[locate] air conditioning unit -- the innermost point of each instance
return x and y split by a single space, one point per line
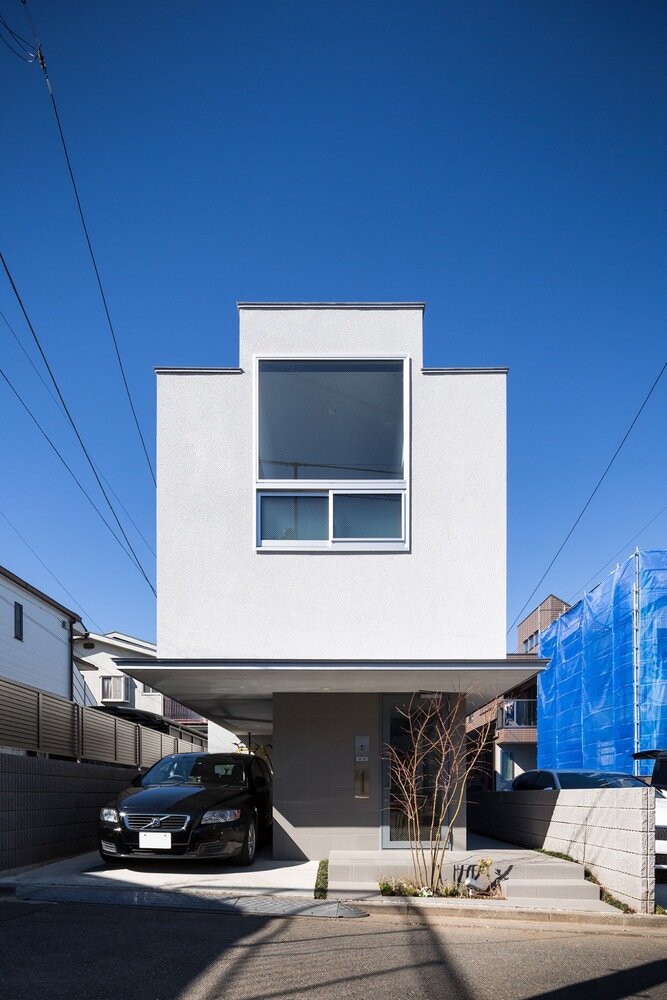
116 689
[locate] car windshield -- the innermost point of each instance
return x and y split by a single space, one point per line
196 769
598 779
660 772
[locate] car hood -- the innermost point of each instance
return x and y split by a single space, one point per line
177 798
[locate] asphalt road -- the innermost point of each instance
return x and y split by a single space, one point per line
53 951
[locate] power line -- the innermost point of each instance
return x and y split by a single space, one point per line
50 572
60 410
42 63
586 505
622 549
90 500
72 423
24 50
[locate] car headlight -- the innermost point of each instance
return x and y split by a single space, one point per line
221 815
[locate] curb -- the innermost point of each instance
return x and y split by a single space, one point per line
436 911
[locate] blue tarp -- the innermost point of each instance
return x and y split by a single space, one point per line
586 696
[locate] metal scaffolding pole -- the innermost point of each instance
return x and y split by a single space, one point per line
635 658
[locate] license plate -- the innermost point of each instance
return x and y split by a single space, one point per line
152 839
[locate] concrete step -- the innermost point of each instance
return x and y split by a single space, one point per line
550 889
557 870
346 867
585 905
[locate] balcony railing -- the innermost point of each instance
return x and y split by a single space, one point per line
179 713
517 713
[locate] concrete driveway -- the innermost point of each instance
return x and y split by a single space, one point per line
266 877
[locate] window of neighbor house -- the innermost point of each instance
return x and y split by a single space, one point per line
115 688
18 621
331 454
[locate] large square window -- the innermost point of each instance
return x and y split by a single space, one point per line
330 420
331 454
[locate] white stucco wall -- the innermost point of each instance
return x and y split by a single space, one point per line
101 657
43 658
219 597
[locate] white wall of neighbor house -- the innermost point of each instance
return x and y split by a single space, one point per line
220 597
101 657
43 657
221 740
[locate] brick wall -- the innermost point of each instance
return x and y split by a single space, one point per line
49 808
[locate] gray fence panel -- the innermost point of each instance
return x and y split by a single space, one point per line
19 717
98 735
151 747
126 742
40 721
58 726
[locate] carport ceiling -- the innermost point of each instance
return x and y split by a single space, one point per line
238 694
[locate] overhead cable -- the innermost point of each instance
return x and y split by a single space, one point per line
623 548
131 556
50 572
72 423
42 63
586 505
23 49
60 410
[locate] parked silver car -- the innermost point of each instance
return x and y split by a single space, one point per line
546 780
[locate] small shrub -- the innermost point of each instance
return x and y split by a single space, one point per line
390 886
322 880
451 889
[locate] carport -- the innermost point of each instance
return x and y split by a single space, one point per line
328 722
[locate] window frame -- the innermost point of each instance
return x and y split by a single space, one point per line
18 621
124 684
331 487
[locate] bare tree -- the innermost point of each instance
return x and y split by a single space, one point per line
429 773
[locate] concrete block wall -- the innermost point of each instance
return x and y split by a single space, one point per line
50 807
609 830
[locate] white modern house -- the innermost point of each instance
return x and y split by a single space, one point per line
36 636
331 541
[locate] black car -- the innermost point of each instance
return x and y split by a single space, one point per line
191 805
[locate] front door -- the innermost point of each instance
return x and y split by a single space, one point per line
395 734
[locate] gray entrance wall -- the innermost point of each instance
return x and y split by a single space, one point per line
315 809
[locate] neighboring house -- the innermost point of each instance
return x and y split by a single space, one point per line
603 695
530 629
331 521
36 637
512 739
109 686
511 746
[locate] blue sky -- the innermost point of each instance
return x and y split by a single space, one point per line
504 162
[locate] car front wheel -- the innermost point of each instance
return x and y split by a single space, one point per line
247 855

* * * * * * *

— Exercise —
Rewrite the whole listing above as a JSON list of strings, one string per line, leaving out blank lines and the pictures.

— Reply —
[
  "[locate] air conditioning unit -- the innermost point of each instance",
  "return x and y split by a single space, one point per line",
  "116 689",
  "[locate] car windshield -- the innermost point of each instance",
  "return x and y split by a single space, one point per line",
  "196 769",
  "598 779",
  "660 772",
  "[locate] car hood -- the innermost point of each instance",
  "return x and y split by a single space, one point per line",
  "177 798",
  "[locate] asphalt road -- the innermost point of each instance",
  "return x and y split by a single space, one point per line",
  "53 951",
  "[locate] power line -- the innermost point of each instance",
  "return x and y split by a single space, one point per line",
  "50 572",
  "60 410",
  "42 63",
  "586 505",
  "622 549",
  "90 500",
  "72 423",
  "24 50",
  "[locate] car headlight -- the innermost point of each instance",
  "return x and y split by a single space, one point per line",
  "221 815",
  "[locate] curb -- the innermost point of each instance",
  "return x and y split by a single space, one point per line",
  "436 911",
  "[locate] blue tarp -- the innermost point of each instance",
  "return x and y split by a single space, one point per line",
  "586 696",
  "[locate] metal scaffolding pole -- the innermost point of each instance",
  "return x and y split by a single space, one point per line",
  "635 658",
  "[locate] license plate -- the innermost point of each instance",
  "return x and y split by a single space, one point per line",
  "152 839",
  "[locate] concrete step -- the innermost point of each instance",
  "return x and y split by a single space, one point per line",
  "550 889",
  "557 870",
  "346 867",
  "585 905",
  "[locate] balcony railing -- the innermost point of each instance",
  "return x and y split by a single space, one point per line",
  "179 713",
  "517 713",
  "[locate] concrete driveway -- the innermost point of each instance",
  "return x and y split by a single space, one point per line",
  "266 877",
  "[locate] window of neighbor house -- the innermost point of each instance",
  "return x and y split by a single space, one point per line",
  "115 688",
  "18 621",
  "331 454",
  "[locate] large square window -- the innermost point of each instance",
  "return x and y split by a single space, one point per line",
  "330 420",
  "331 454",
  "[locate] white stucco wall -- the innermost point of each instance",
  "return x and y split by a single space, one point per line",
  "101 657",
  "43 658",
  "219 597",
  "[locate] white wall of neighbor house -- the innermost point of each instance",
  "return x and y split by a single space, one point per line",
  "220 597",
  "101 657",
  "43 657",
  "221 740",
  "[locate] brick wall -- the innermost point of each instance",
  "return x and y split by a single space, one point per line",
  "49 808",
  "[locate] gray fence panel -- the innermost point of each instance",
  "return x and y split by a single space, one point per line",
  "19 717",
  "98 735",
  "151 747",
  "126 742",
  "40 721",
  "58 726",
  "[locate] carport ceiling -- the innermost point of each instance",
  "return x and y split by a single space, one point per line",
  "238 694",
  "[locate] overhead cable -- the innermost point of each instance",
  "return x and y split by a single space, one point per line",
  "623 548",
  "131 556",
  "50 572",
  "72 423",
  "42 63",
  "586 505",
  "23 49",
  "60 410",
  "[locate] parked silver car -- the innermost point of each instance",
  "return x and y split by a single space, one point per line",
  "546 780",
  "[locate] small shrub -- the innermost point of each instance",
  "return x and y split by a single space, one point per line",
  "390 886",
  "322 880",
  "451 889",
  "[locate] carport -- the innermost point of each instance",
  "return x and y split by a single space, one point per line",
  "328 722",
  "[locate] window frame -- the innermost point of each instance",
  "return x and y split by a single space, one point per line",
  "18 621",
  "124 684",
  "331 487",
  "[locate] bare tree -- the innermost point of each instance",
  "return x and y split by a single space, one point per line",
  "429 773",
  "[locate] concrete block wall -- the innermost point of each instance",
  "return x and y split by a single space, one point per line",
  "50 807",
  "609 830",
  "[locate] white modern house -- the innermost point of each instance",
  "return x and y split by a single space, one point per line",
  "36 636",
  "331 541",
  "[locate] black car -- the innermost point of each instance",
  "return x and y split by a single space, one point per line",
  "191 805",
  "[locate] front door -- the innermost point of each instance",
  "return x and y split by a single space, one point per line",
  "395 734",
  "[locate] gray entrance wall -- the innermost point of each instance",
  "return x and y split by a single space, one point per line",
  "315 809",
  "[locate] neighboring house -- the innermost point of each instance",
  "return x and y split by a single space, one point per line",
  "603 695",
  "530 629",
  "331 521",
  "36 637",
  "512 739",
  "109 686",
  "511 746",
  "[locate] blue sky -- the innermost point of each instance",
  "return x and y split by a single space, one point per line",
  "504 162",
  "[locate] car front wheel -- the innermost point of each instance",
  "return x and y split by a single space, one point per line",
  "247 855"
]